**Entries shown:**
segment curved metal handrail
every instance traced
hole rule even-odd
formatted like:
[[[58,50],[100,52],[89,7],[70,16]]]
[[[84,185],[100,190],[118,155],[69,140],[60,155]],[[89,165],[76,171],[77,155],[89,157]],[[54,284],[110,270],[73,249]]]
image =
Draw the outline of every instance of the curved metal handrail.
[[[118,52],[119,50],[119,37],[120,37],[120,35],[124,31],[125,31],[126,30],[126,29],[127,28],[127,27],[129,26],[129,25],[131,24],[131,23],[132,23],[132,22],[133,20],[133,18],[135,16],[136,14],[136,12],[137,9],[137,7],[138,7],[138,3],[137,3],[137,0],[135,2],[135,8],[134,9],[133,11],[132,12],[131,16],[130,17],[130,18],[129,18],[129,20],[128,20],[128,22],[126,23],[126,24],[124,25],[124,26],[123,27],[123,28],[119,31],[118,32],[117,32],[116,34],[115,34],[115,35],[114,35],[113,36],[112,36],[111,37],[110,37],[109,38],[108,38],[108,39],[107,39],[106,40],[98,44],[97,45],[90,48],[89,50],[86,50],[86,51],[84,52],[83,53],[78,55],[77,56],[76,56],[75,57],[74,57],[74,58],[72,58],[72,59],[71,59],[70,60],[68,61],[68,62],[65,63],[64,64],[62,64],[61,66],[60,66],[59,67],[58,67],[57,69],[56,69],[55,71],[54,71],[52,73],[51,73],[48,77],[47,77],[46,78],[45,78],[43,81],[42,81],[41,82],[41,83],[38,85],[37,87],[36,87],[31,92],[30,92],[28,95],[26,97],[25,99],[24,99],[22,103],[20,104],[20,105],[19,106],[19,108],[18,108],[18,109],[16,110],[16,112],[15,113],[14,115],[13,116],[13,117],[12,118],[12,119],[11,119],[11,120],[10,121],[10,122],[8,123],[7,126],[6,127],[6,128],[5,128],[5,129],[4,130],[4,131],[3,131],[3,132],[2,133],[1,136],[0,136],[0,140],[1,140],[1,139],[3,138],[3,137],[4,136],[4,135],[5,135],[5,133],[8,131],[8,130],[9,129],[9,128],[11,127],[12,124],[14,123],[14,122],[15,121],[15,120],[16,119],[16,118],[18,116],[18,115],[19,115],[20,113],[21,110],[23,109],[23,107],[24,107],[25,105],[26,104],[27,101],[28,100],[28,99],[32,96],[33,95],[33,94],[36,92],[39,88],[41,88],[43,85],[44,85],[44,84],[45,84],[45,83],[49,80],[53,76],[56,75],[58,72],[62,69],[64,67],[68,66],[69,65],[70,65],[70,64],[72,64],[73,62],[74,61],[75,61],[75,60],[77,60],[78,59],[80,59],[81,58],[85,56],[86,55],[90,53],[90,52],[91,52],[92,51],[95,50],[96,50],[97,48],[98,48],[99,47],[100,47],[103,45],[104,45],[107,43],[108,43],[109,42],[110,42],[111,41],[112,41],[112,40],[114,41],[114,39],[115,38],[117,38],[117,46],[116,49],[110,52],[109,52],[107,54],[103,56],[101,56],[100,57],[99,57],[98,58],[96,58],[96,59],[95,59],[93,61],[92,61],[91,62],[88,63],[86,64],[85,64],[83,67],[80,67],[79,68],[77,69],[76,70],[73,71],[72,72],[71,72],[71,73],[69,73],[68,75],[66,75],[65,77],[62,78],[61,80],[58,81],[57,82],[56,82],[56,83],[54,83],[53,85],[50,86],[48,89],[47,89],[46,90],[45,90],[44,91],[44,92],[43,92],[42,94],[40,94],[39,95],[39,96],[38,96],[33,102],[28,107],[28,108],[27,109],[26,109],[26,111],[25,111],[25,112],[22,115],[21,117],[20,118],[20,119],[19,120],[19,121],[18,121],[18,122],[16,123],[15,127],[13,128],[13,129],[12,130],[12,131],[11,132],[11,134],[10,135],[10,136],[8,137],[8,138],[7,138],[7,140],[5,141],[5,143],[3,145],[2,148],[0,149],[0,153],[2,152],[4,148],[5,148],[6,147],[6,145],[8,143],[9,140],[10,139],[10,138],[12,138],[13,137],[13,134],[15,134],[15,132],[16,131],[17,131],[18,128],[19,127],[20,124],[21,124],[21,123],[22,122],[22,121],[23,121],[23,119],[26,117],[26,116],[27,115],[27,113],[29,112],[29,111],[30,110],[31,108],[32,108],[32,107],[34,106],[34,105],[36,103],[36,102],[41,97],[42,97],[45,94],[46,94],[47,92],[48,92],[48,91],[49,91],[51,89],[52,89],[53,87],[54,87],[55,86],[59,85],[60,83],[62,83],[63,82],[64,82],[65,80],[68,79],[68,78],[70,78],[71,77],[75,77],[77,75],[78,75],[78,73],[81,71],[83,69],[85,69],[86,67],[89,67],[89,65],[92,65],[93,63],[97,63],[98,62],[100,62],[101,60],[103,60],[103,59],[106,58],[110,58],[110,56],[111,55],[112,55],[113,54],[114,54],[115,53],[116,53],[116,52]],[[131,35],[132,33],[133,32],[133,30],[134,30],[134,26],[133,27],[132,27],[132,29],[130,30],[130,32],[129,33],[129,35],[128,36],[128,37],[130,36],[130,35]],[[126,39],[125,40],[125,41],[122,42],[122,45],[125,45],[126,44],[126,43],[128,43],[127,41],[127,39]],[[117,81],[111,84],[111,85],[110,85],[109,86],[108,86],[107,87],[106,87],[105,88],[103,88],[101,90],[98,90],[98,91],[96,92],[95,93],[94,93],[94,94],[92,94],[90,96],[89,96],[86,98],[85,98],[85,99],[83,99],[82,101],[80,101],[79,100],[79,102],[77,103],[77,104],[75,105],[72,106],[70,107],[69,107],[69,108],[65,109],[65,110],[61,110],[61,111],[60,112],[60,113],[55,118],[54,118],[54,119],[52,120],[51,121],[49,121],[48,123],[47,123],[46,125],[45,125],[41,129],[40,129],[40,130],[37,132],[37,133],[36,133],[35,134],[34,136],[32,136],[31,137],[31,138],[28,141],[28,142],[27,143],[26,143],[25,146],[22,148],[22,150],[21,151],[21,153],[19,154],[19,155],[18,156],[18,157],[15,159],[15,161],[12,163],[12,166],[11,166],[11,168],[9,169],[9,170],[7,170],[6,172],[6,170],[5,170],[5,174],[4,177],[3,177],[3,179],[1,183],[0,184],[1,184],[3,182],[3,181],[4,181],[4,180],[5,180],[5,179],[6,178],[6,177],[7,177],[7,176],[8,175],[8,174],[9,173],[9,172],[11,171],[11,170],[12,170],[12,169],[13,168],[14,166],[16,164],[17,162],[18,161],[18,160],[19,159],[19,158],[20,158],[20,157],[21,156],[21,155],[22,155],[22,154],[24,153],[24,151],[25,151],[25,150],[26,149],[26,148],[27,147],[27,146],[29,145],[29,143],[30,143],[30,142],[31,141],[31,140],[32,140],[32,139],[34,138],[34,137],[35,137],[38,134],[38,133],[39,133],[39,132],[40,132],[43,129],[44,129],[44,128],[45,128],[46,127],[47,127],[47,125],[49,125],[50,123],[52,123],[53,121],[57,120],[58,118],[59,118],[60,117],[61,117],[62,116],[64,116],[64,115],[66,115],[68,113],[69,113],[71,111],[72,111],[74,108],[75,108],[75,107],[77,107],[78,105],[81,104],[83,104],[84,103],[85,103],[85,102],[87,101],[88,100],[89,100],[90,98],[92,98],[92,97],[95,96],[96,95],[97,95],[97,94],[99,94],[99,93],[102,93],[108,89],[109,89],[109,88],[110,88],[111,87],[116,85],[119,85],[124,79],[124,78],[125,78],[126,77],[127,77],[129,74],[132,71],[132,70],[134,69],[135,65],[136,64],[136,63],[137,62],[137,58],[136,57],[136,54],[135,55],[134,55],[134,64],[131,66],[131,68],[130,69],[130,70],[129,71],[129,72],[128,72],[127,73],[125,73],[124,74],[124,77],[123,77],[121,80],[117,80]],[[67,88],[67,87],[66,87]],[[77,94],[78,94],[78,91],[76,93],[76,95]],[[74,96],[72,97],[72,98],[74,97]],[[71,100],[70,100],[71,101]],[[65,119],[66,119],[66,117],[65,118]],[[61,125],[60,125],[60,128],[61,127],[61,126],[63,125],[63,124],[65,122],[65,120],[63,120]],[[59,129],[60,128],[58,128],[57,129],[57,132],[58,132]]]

**Given task:** Copy the material word for word, starting at its first line and ending at the line that contains "Draw the outline", with both of those lines included.

**Task result:**
segment curved metal handrail
every instance traced
hole rule even-odd
formatted like:
[[[58,50],[100,52],[89,7],[70,16]]]
[[[84,185],[100,190],[118,155],[69,140],[60,155]],[[89,165],[76,171],[77,155],[89,157]],[[54,284],[110,270],[73,249]]]
image =
Draw the outline of every instance of the curved metal handrail.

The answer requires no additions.